■ ACTION ITEM ■
The page excerpt below, on the model/submit endpoint, assigns a specific value to some parameters. List each of these parameters along with its value.

::: PAGE EXCERPT

1. Visit the `**model/submit** endpoint <https://schematic.api.sagebionetworks.org/v1/ui/#/Model%20Operations/schematic_api.api.routes.submit_manifest_route>`_
2. Click **"Try it out"** to enable input fields.
3. Enter the required parameters and execute the request:

   - **schema_url**: The raw URL of your data model. If your data model is hosted on **GitHub**, use the following formats:
       - JSON-LD: `https://raw.githubusercontent.com/<your-repo-path>/data-model.jsonld`
       - CSV: `https://raw.githubusercontent.com/<your-repo-path>/data-model.csv`

   - **data_type**: Specify the data type or schema model for your manifest (e.g., `"Patient"`, `"Biospecimen"`). To skip validation, exclude this parameter by removing the default inputs.

   - **dataset_id**: Provide the **top-level Synapse dataset ID**.
       - This can be either a **Synapse Project ID** or a **Folder ID**.

   - **asset_view**: Enter the **Synapse ID of the fileview** containing the top-level dataset for which you want to generate a manifest.

   - **dataset_scope** and **project_scope**: Remove the default inputs.

   - **file_annotations_upload**: Set this to `False` if you do not want annotations to be uploaded.

   - **table_manipulation**: Update it to "upsert".

   - **manifest_record_type**: Set this to **"table_and_file"**

   - **table_column_names**:  Choose **"display_label"** for upsert.

::::::
::: SUPPLIED MATERIAL

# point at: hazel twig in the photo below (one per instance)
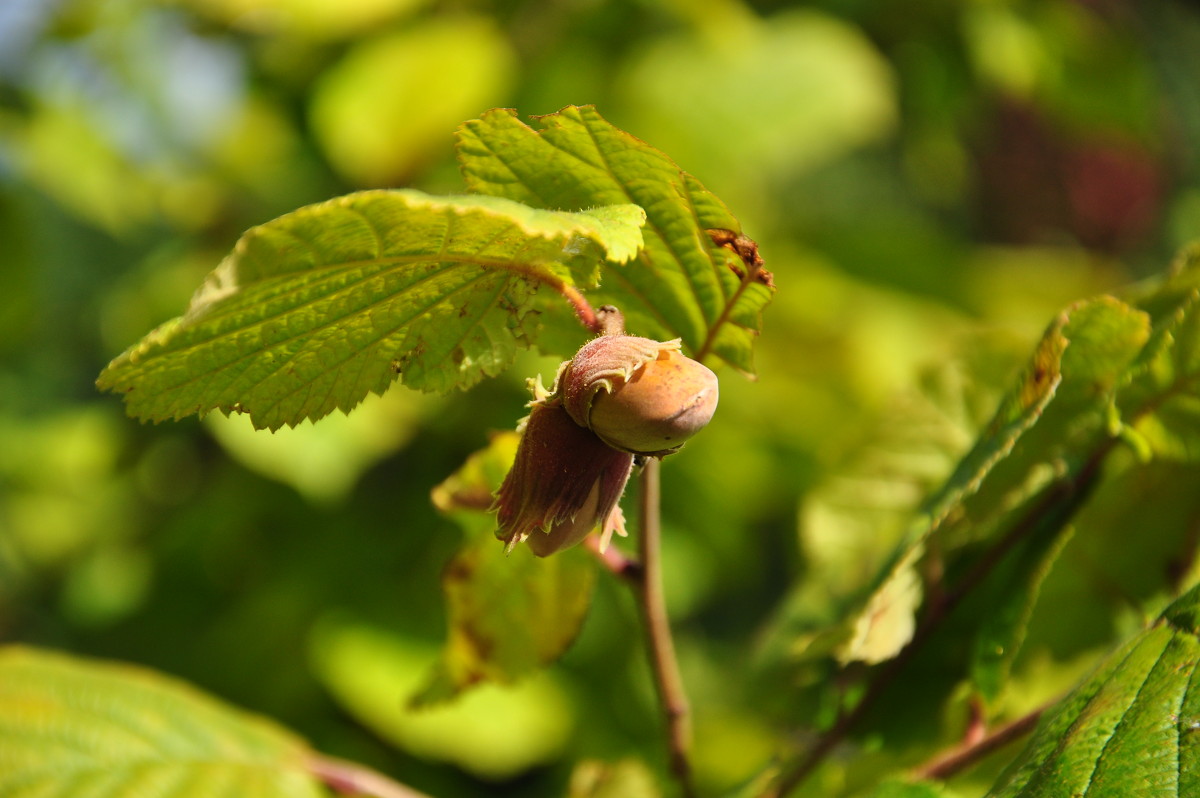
(667, 681)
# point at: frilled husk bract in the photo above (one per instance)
(563, 484)
(604, 363)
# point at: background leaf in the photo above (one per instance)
(71, 727)
(363, 108)
(1127, 730)
(330, 303)
(682, 285)
(495, 732)
(1071, 377)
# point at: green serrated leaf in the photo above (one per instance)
(1129, 730)
(509, 615)
(1072, 379)
(321, 307)
(682, 285)
(71, 727)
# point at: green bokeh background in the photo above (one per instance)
(929, 184)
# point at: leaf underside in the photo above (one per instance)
(318, 309)
(71, 727)
(1133, 729)
(682, 285)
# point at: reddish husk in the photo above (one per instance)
(563, 483)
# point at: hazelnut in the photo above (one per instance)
(637, 395)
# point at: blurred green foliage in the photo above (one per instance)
(930, 184)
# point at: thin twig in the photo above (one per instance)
(658, 631)
(1056, 507)
(945, 766)
(354, 779)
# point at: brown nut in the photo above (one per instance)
(639, 395)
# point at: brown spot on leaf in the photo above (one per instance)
(748, 251)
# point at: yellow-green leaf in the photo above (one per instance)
(321, 307)
(71, 727)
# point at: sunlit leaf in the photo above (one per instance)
(71, 727)
(1131, 729)
(683, 285)
(385, 108)
(839, 94)
(1009, 597)
(509, 615)
(1071, 378)
(318, 309)
(1162, 393)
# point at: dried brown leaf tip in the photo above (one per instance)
(748, 251)
(618, 397)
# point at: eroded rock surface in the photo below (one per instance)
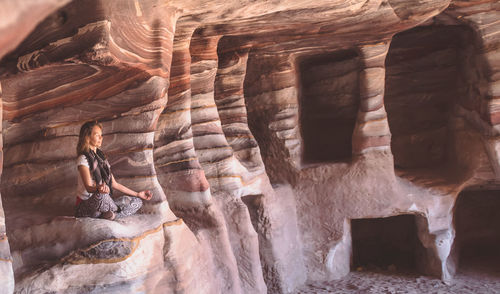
(264, 129)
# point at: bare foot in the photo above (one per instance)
(109, 215)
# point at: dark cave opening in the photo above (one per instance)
(424, 71)
(477, 224)
(385, 243)
(329, 100)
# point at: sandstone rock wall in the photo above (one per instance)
(263, 128)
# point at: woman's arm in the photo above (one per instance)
(87, 179)
(146, 195)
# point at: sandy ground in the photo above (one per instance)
(474, 279)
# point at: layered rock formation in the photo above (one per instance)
(274, 135)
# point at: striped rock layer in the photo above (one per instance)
(263, 129)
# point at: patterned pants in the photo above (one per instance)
(99, 203)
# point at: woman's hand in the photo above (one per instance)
(103, 188)
(146, 195)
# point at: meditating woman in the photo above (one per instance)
(96, 182)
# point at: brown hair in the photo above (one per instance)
(85, 132)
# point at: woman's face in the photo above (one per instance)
(95, 139)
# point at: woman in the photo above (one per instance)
(96, 182)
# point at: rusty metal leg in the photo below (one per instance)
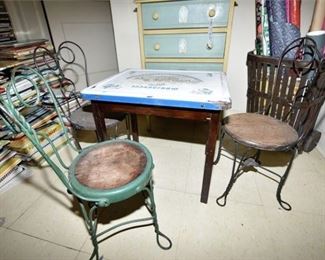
(209, 155)
(134, 127)
(99, 117)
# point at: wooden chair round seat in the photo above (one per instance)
(260, 131)
(111, 171)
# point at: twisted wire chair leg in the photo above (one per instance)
(234, 175)
(222, 135)
(152, 208)
(285, 205)
(90, 219)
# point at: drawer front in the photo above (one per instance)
(184, 45)
(185, 14)
(185, 66)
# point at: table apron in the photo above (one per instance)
(180, 113)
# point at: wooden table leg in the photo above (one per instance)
(134, 127)
(99, 117)
(209, 155)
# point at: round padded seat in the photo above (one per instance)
(112, 170)
(260, 131)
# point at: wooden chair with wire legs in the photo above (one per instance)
(71, 59)
(293, 91)
(100, 175)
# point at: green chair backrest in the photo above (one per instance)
(15, 102)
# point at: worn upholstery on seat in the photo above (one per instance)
(100, 175)
(287, 97)
(259, 131)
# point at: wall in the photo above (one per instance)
(88, 23)
(242, 41)
(27, 19)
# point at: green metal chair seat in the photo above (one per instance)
(101, 174)
(111, 171)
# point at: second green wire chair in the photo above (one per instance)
(100, 175)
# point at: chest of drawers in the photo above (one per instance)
(187, 34)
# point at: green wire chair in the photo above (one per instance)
(100, 175)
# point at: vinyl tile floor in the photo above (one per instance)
(39, 220)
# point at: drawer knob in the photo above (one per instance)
(212, 12)
(156, 47)
(209, 45)
(155, 16)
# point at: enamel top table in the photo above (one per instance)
(193, 95)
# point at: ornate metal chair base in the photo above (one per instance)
(258, 132)
(100, 175)
(125, 171)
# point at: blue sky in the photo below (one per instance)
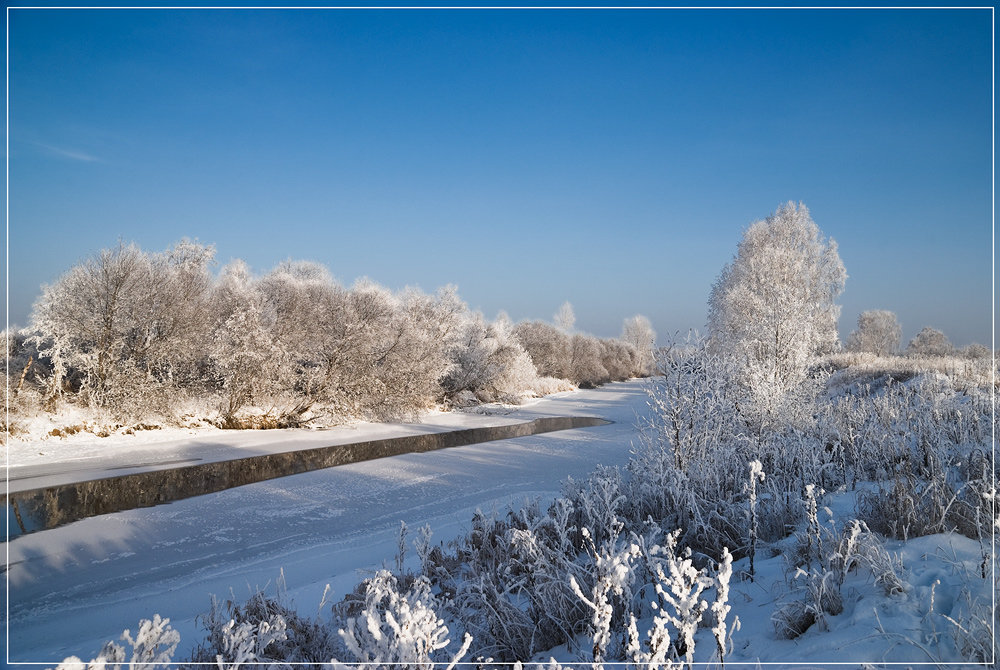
(608, 158)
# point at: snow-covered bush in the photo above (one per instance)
(153, 646)
(400, 628)
(878, 332)
(549, 348)
(488, 361)
(264, 629)
(773, 307)
(124, 326)
(929, 342)
(638, 333)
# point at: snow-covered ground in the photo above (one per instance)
(75, 587)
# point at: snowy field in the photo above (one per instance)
(332, 526)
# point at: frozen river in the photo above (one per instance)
(74, 587)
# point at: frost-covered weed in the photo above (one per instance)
(264, 629)
(608, 597)
(153, 646)
(400, 628)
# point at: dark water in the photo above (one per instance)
(44, 508)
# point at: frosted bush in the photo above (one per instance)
(153, 646)
(399, 628)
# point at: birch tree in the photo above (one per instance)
(773, 306)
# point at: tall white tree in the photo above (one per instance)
(930, 342)
(773, 306)
(565, 318)
(638, 332)
(878, 332)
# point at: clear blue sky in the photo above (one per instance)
(608, 158)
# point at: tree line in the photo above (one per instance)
(135, 334)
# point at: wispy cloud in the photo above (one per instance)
(70, 154)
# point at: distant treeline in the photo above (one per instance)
(134, 335)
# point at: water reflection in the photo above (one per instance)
(40, 509)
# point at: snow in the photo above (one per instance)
(329, 526)
(339, 525)
(85, 456)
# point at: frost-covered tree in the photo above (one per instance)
(244, 350)
(489, 361)
(619, 358)
(930, 342)
(878, 332)
(586, 368)
(773, 306)
(638, 332)
(976, 351)
(123, 325)
(549, 348)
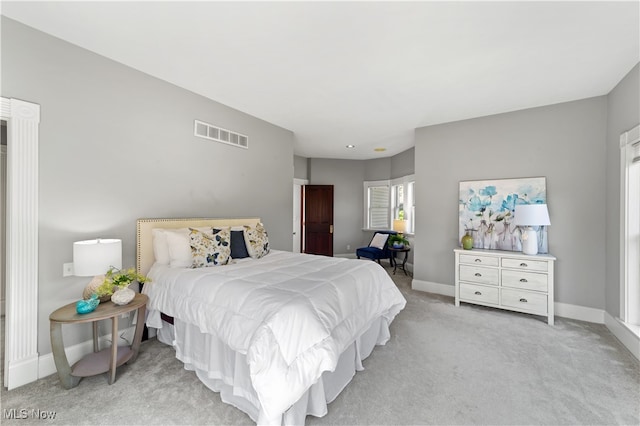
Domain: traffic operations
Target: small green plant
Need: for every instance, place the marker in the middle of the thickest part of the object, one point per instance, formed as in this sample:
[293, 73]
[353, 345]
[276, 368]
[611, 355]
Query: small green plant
[117, 279]
[397, 239]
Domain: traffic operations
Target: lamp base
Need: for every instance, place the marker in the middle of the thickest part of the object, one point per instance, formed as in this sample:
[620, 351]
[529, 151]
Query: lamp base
[529, 241]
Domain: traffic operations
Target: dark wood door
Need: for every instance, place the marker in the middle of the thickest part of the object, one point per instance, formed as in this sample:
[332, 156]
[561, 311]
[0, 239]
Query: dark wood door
[318, 219]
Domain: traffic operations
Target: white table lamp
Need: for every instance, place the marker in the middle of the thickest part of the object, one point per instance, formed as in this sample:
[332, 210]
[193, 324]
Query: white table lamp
[399, 226]
[94, 258]
[528, 216]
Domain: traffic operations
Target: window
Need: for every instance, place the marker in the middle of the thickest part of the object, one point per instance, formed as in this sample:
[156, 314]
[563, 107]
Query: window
[389, 200]
[377, 204]
[630, 229]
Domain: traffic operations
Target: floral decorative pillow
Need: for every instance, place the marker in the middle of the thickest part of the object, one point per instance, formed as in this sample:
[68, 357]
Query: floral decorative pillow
[257, 240]
[210, 249]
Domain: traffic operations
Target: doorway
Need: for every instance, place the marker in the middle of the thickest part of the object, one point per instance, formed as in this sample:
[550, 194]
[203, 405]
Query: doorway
[298, 241]
[318, 219]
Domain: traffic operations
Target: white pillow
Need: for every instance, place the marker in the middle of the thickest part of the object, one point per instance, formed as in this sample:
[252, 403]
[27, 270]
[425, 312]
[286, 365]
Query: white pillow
[379, 240]
[179, 247]
[160, 247]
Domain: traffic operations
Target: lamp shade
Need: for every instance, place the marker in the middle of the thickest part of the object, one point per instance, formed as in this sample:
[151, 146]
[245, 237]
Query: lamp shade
[399, 225]
[531, 215]
[95, 257]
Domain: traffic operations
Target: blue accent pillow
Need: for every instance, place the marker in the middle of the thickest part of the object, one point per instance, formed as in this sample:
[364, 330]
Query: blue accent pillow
[238, 247]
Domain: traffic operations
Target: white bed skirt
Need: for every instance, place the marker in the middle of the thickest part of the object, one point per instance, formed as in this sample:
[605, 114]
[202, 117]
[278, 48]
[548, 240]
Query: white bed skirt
[227, 372]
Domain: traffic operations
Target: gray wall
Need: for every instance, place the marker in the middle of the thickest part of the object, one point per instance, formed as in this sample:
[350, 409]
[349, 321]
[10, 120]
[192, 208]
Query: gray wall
[403, 164]
[117, 145]
[300, 167]
[347, 178]
[623, 113]
[565, 143]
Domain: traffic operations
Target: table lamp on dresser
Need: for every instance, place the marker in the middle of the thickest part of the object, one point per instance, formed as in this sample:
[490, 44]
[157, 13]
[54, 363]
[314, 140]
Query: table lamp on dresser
[94, 258]
[529, 216]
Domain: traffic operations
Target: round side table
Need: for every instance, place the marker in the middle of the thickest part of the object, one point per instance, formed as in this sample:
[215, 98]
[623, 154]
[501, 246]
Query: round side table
[100, 361]
[395, 252]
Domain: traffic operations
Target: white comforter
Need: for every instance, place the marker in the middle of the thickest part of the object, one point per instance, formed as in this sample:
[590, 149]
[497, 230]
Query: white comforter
[290, 314]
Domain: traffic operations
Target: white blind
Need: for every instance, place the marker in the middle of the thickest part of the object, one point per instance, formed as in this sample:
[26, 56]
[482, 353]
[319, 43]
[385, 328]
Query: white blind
[379, 207]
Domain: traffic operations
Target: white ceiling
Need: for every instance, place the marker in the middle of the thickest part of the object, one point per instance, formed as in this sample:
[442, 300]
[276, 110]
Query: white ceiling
[362, 73]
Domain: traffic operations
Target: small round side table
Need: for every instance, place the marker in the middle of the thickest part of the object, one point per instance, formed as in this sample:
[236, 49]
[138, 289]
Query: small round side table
[100, 361]
[395, 252]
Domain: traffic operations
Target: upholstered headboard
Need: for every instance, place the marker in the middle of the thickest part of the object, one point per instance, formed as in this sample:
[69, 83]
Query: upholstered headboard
[144, 234]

::::::

■ ANSWER TO THIS EXERCISE ■
- file_annotations_upload: False (if you do not want annotations uploaded)
- table_manipulation: "upsert"
- manifest_record_type: "table_and_file"
- table_column_names: "display_label"